### Goal
Reproduce exactly the lines from the one containing "For each instance of the leafy" through the last line of the data, both ends included.
++++ Data in this exercise
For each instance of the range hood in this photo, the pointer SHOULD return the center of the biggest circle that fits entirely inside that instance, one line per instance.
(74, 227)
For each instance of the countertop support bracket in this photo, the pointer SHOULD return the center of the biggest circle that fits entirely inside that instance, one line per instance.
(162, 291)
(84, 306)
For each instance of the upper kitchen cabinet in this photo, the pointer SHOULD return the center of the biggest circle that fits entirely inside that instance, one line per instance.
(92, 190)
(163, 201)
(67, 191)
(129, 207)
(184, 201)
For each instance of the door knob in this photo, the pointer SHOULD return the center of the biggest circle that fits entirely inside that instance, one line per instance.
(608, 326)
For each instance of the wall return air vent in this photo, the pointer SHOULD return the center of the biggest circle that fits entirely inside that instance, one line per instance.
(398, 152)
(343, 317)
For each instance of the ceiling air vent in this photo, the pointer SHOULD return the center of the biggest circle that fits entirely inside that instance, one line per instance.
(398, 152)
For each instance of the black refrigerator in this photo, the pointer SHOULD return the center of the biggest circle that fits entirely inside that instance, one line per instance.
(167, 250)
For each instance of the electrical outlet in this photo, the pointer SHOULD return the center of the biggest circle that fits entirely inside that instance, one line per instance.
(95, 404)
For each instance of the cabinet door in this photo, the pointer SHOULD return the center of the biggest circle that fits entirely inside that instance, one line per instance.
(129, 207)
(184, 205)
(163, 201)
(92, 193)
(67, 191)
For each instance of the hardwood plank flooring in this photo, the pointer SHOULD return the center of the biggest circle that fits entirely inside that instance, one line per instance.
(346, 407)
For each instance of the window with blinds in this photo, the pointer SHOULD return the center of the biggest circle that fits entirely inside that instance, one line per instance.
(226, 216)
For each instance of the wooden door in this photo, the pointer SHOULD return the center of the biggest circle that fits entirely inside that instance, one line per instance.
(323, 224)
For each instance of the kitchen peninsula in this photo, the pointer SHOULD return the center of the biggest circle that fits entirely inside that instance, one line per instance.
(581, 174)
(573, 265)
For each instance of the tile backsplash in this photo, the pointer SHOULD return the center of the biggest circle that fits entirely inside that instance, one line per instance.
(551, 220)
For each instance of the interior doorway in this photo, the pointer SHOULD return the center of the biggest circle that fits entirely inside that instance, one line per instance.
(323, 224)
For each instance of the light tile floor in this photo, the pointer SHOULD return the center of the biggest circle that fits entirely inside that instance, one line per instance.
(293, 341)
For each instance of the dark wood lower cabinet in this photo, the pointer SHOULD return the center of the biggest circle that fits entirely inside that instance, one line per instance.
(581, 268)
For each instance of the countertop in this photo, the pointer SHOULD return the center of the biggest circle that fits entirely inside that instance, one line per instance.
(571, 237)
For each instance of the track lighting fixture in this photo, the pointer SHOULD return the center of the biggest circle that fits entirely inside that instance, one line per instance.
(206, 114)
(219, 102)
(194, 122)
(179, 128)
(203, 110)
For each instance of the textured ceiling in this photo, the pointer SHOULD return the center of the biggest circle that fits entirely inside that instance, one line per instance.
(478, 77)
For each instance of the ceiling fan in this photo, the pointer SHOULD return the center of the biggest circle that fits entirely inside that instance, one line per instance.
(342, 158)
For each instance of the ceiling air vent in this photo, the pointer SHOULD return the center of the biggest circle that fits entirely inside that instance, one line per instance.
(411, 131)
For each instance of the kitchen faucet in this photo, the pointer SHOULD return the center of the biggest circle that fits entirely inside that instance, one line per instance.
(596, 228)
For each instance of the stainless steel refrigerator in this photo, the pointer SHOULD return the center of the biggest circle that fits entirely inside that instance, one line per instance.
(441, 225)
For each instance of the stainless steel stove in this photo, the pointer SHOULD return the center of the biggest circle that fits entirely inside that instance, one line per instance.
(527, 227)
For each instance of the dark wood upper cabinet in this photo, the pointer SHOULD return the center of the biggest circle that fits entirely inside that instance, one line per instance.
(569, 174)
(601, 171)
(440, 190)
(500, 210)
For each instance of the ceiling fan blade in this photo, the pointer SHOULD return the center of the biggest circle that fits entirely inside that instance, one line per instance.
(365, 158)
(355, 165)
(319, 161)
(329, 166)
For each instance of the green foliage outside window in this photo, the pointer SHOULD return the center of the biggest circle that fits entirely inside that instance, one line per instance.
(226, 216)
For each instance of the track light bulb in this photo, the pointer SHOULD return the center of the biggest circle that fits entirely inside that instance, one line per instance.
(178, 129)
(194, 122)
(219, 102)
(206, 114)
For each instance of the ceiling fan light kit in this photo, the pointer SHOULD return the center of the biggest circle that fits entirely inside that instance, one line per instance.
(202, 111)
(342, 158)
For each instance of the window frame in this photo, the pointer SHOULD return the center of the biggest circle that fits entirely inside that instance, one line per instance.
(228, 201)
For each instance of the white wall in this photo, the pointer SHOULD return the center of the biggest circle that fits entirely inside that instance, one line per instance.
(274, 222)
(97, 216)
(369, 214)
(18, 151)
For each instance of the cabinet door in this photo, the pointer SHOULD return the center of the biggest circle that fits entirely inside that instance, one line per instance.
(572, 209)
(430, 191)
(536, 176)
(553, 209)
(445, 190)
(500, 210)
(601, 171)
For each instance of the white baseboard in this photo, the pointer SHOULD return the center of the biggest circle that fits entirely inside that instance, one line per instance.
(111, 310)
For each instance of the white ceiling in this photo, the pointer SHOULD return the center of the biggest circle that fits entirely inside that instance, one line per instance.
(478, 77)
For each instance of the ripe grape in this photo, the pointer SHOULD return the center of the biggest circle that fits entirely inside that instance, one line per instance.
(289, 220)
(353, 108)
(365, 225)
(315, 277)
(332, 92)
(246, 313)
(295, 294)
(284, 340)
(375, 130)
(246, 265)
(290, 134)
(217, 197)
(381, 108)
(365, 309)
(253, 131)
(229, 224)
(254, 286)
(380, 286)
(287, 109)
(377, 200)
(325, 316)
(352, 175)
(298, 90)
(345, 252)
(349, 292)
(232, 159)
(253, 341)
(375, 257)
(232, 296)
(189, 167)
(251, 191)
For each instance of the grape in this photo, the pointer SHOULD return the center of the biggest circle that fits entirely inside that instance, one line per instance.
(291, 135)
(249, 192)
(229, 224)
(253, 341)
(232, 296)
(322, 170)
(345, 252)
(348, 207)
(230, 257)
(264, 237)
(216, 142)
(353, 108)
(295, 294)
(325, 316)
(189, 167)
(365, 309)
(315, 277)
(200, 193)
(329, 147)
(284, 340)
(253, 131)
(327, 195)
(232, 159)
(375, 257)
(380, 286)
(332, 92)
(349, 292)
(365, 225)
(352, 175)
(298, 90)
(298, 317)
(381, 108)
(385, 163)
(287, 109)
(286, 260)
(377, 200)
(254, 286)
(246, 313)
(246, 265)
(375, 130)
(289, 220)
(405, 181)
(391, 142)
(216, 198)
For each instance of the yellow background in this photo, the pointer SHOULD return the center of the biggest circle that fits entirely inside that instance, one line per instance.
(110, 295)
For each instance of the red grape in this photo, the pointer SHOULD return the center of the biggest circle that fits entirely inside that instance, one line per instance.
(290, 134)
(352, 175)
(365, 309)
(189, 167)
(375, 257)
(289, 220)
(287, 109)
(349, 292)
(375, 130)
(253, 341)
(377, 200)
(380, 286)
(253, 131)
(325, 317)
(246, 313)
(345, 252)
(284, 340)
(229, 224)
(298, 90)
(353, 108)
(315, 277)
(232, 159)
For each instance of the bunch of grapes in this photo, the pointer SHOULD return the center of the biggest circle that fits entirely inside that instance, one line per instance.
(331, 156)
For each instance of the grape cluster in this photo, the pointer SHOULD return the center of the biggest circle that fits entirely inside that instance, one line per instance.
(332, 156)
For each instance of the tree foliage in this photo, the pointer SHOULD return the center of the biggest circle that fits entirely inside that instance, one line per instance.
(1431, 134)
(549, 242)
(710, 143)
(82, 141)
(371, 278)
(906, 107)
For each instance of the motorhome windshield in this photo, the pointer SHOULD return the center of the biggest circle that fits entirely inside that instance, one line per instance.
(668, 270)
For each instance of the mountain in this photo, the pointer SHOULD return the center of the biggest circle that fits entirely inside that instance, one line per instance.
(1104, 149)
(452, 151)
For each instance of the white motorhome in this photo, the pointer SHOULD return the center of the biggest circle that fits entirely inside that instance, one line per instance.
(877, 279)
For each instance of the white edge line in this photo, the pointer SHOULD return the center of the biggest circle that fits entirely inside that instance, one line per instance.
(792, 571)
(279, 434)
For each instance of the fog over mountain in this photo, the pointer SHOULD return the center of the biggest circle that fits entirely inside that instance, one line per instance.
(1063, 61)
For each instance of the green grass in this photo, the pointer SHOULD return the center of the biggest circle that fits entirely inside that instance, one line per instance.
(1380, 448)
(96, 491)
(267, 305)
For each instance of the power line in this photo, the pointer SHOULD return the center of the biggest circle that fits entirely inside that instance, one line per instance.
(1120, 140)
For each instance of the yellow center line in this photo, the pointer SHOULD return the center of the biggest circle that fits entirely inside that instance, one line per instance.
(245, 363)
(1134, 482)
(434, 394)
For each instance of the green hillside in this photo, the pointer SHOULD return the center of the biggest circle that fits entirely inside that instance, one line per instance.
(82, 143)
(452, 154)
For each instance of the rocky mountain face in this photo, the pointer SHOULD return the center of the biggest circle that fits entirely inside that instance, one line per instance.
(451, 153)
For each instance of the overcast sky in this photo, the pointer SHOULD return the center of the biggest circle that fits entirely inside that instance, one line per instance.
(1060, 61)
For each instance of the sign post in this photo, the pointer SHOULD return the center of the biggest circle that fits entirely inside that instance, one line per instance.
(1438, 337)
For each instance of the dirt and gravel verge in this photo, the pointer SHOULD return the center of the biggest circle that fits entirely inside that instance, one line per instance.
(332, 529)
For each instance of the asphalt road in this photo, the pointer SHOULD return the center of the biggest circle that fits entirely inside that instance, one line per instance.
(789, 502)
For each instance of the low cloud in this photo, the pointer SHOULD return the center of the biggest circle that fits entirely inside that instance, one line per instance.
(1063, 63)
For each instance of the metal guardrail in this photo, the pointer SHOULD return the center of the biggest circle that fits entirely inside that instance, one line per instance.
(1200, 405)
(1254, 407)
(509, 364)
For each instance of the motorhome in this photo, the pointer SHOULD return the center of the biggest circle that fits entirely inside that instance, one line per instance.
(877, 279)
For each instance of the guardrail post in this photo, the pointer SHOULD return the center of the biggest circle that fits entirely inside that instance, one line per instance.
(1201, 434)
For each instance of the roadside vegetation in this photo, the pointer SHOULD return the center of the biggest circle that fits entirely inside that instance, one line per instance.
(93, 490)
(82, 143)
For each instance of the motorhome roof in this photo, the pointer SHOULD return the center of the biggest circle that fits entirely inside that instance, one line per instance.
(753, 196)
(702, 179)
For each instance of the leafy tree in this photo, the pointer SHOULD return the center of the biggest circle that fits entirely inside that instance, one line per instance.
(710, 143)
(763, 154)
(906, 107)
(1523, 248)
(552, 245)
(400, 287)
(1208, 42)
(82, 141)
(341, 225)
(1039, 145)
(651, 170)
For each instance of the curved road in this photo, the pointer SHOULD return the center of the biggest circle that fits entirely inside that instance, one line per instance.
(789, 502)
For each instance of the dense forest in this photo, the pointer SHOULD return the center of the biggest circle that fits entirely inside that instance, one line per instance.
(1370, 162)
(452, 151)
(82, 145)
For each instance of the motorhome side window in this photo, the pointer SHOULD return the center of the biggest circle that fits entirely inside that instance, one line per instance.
++++++++
### Exercise result
For each instance of the leafy tree in this photo, the pointer SHOULD return the center of the biggest circle that fits entirely inside that instance, one line per instance.
(710, 143)
(763, 154)
(906, 107)
(1523, 248)
(552, 245)
(400, 287)
(1208, 42)
(82, 141)
(341, 225)
(1039, 145)
(651, 170)
For each instance of the curved road in this photo, the pointer SHOULD return the center of the biggest circle that fits entirely inside that instance, one line per instance.
(789, 502)
For each instance of the dense forest in this photo, the pointer SHOULD return the center of the biggest circle that fits entirely inside that instance, one line per instance.
(1370, 162)
(452, 151)
(82, 145)
For each instance of the motorhome side window in this photo, the pointer SHOULD return the center of the biggest circle that fits entirely inside that instance, one line per instance.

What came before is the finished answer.